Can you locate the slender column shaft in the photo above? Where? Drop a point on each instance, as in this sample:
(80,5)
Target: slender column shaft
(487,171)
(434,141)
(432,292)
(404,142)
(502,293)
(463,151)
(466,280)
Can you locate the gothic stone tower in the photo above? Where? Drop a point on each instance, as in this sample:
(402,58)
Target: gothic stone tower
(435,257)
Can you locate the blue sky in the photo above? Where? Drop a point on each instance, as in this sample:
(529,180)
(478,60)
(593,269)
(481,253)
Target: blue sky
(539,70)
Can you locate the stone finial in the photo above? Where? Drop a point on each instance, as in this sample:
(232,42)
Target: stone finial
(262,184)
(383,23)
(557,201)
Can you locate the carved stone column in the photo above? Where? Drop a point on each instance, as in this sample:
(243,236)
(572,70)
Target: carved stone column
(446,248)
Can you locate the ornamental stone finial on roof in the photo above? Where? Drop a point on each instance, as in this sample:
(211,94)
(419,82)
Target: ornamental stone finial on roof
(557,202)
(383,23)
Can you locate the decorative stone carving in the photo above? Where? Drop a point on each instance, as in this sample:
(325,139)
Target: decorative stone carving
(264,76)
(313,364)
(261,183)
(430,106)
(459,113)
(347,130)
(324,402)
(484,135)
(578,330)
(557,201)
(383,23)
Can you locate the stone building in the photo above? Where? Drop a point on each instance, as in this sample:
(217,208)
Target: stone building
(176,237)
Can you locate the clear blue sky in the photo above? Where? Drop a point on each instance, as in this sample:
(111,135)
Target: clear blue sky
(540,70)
———
Repeat precisely, and with nothing added, every line from the one containing "Can you locate the stone building" to the last line of the listing above.

# Exercise answer:
Can you locate the stone building in the photo above? Where? Drop a point on each instance, as in this sample:
(217,208)
Target: stone building
(176,237)
Can you locate the clear blue sky in the photo above? Where? Drop a point on each instance, as in this sample:
(111,135)
Target: clear blue sky
(540,70)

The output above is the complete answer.